■ WORK TO BE COMPLETED ■
Exactly reproduce the lines from the top of the entries below through the line containing "Category: white picture frame", with both ends included.

■ EXERCISE MATERIAL ■
·····

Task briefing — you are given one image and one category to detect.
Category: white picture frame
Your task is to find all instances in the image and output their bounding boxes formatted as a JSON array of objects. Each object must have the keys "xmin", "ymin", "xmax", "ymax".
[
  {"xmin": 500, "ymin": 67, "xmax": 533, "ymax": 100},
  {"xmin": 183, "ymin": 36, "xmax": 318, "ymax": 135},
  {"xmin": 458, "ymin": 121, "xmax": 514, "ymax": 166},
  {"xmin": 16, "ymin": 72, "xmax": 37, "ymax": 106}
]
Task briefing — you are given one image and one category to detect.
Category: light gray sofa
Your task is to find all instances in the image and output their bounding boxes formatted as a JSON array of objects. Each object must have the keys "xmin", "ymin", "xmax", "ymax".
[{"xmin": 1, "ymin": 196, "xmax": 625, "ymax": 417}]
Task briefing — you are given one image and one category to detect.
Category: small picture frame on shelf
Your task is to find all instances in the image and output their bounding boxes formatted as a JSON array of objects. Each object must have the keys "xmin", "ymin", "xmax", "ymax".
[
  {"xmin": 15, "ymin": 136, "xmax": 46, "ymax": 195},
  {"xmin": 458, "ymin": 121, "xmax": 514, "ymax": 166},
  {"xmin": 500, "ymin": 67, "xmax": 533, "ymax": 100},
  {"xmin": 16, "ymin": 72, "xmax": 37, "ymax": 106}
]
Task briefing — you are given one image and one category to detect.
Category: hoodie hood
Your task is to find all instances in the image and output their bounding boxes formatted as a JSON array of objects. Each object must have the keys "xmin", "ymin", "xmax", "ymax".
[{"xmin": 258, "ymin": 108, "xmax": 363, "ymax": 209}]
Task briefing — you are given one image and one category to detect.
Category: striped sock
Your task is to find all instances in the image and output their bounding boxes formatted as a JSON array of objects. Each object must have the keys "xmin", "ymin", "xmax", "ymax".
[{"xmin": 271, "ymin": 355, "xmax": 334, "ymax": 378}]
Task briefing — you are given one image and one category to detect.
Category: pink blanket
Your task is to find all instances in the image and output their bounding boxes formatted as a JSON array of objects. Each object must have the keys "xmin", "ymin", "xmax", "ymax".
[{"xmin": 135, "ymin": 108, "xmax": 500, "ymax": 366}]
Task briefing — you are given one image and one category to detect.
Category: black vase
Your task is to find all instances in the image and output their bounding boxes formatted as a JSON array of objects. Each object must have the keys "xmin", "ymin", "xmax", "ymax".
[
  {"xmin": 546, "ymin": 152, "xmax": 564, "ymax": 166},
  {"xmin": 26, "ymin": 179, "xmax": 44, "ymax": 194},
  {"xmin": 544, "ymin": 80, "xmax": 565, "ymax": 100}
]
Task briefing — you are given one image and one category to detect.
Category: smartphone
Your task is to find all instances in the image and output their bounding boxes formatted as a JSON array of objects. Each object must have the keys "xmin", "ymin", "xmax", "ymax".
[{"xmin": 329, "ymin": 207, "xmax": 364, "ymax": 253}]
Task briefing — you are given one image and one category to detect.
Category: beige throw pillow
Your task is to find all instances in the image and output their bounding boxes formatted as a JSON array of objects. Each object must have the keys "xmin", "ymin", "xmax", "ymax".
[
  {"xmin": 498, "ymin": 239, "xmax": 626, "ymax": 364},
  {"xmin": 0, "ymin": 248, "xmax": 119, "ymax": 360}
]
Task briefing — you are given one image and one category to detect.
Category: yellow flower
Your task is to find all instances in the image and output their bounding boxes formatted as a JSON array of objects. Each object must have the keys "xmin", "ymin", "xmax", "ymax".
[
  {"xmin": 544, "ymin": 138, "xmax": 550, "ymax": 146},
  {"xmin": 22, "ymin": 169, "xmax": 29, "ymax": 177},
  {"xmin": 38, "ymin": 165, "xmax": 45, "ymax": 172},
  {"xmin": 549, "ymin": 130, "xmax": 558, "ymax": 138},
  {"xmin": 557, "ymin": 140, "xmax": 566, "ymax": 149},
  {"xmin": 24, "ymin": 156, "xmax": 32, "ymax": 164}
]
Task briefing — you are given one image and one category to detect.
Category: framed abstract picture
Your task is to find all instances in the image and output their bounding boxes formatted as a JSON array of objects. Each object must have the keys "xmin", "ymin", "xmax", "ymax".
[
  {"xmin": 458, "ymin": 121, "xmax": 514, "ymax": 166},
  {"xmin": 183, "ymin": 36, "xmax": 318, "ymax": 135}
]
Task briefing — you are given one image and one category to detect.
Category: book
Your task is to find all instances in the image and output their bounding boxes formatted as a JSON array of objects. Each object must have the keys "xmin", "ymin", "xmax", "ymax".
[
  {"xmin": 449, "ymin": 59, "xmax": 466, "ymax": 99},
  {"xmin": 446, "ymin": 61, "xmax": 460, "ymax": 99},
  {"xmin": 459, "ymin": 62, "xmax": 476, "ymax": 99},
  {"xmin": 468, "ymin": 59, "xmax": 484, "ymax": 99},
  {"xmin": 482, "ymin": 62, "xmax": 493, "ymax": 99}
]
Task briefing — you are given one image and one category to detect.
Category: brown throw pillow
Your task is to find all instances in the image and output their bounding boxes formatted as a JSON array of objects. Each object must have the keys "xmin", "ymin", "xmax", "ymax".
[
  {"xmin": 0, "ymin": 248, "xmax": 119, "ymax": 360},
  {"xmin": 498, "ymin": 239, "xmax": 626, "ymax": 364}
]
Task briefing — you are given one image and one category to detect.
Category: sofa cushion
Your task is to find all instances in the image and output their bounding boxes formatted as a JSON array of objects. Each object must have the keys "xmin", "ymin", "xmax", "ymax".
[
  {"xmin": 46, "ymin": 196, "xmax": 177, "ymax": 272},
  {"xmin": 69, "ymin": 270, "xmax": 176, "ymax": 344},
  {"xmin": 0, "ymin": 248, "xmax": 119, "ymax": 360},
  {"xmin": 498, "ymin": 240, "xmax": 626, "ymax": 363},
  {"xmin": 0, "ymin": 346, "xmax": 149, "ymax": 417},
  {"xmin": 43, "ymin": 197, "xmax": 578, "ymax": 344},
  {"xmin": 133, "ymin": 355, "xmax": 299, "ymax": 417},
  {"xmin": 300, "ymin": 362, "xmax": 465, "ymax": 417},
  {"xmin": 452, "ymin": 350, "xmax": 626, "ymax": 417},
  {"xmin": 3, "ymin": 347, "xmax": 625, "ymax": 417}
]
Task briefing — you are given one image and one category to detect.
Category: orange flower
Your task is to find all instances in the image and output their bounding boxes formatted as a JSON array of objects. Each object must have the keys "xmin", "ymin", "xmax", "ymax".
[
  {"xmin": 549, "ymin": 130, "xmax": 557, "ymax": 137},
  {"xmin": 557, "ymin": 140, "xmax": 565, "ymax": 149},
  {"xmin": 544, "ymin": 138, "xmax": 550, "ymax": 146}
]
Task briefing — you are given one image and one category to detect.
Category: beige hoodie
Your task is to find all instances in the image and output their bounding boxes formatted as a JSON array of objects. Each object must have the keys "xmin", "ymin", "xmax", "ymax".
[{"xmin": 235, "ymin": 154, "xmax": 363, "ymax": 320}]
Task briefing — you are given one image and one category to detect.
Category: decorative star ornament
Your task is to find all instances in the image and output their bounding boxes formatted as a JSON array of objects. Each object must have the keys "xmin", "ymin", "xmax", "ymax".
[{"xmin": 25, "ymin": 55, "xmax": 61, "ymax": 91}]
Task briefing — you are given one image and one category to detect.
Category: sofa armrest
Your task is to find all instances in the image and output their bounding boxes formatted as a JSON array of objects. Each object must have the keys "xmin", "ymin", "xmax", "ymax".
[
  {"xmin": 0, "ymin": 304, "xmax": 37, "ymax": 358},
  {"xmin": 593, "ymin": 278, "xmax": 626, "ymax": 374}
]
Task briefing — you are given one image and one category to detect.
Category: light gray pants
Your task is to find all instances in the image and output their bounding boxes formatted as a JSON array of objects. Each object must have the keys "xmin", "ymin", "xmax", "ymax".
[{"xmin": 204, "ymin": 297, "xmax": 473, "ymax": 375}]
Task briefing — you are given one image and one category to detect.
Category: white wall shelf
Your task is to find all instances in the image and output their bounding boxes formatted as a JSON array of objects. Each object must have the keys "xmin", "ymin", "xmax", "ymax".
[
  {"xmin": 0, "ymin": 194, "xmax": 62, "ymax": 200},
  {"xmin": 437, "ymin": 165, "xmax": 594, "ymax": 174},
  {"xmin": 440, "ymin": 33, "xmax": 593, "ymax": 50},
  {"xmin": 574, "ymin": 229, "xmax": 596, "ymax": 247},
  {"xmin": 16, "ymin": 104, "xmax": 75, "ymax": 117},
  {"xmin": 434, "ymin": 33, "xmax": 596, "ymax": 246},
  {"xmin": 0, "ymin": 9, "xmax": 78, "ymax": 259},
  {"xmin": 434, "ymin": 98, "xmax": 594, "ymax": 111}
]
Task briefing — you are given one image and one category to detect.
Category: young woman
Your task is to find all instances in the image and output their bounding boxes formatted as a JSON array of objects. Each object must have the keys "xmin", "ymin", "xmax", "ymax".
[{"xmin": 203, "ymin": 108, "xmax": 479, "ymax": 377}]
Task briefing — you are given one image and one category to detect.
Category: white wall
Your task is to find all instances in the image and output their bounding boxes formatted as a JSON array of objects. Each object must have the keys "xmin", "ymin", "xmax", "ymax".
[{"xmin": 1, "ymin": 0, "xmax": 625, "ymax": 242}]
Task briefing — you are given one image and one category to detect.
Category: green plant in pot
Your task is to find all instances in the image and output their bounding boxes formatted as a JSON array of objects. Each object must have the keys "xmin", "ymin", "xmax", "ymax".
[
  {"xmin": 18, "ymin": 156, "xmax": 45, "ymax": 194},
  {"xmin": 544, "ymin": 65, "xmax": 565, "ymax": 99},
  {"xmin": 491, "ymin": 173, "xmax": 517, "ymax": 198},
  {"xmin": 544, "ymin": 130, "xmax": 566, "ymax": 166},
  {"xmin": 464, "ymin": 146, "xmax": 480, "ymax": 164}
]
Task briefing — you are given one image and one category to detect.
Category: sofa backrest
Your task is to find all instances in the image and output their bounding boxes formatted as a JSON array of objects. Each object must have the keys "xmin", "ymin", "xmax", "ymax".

·····

■ REPLY ■
Task briefing — you are given one image and one category to detect.
Category: white picture frame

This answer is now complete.